> [Work to complete]: The records follow. Copy each one exactly.

(Stored data entries)
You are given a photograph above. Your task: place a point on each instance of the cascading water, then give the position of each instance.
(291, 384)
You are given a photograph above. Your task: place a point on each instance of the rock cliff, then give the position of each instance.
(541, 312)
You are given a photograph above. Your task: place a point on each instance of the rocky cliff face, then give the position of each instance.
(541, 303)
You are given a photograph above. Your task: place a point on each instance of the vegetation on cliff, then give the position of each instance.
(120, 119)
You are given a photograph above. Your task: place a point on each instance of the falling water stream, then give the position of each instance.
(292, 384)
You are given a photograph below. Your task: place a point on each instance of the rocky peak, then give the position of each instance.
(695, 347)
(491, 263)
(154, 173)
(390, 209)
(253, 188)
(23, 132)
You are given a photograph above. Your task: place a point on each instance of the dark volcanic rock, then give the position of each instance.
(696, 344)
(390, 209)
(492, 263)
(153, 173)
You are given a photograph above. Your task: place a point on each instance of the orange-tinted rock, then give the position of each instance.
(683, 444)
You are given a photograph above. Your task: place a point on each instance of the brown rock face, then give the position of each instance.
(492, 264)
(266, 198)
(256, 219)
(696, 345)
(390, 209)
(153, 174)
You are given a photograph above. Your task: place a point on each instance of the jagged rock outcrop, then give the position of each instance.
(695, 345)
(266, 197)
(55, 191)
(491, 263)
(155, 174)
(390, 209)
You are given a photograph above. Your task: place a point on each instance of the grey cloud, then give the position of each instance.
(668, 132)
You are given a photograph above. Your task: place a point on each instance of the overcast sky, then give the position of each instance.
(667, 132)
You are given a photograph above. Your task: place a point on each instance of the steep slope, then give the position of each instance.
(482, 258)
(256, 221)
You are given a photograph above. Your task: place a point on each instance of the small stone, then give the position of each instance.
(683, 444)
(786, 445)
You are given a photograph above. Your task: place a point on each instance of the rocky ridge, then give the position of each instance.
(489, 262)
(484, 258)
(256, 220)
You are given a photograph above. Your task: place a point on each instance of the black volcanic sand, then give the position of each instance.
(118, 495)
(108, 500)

> [Response]:
You are given a photograph above. Your task: place a point on each instance of the cascading water, then give the position of each instance.
(291, 384)
You are given a photograph above. Your task: place a point on each instance of the rock cliff, then give the position of each instance.
(541, 312)
You are given a photograph above. Your task: place a point on each instance of the rocky cliff face, then give the position of each instance.
(541, 303)
You are given a photograph above. Your task: place a point on each instance of the vegetation on cliff, then give the position of each instance.
(120, 119)
You are given a photograph above. Your task: place a point on each instance of the falling water stream, then give the position of each instance.
(292, 384)
You are given a photograph below. Your task: place a point on each instance of the rocky peak, then give the position of each instance.
(695, 347)
(491, 263)
(154, 173)
(390, 209)
(253, 188)
(23, 132)
You are given a photograph above. Your task: place a point on each instance of the dark volcanic rock, then give the position of each instance.
(696, 344)
(390, 209)
(492, 263)
(153, 173)
You are given a photograph above. Your task: place a point on each instance of the orange-tinted rock, then give the position of each instance.
(683, 444)
You are given a photograph above. Your task: place a point on each instance of the brown rock face, then give the position of each instance.
(492, 264)
(266, 198)
(256, 219)
(696, 345)
(390, 209)
(153, 174)
You are given a photograph above. Your task: place a point on each instance of the jagged rock outcrop, then give the position of each instance.
(695, 345)
(266, 197)
(55, 191)
(491, 263)
(155, 174)
(390, 209)
You are given a photograph above. Your task: place a point on each instance of the grey cloud, then give the position of each instance.
(668, 132)
You are given a photograph above. Your task: place a point on each instance of the overcast sky, then give the position of each instance.
(667, 132)
You are given a photograph above. Your task: place a point on each instance of the steep slope, then give the position of each instance.
(482, 258)
(256, 221)
You are given a photograph above. Your task: place a point on each instance of the small stone, then give the position of each instance.
(683, 444)
(786, 445)
You are given a photograph above. Your task: place a point on each instance of the rocky ridge, then give the position of each instance.
(489, 262)
(484, 258)
(256, 220)
You are given a photograph above. Your task: place a point on each instance of the black volcanic sand, then give the position of each instance.
(118, 495)
(108, 500)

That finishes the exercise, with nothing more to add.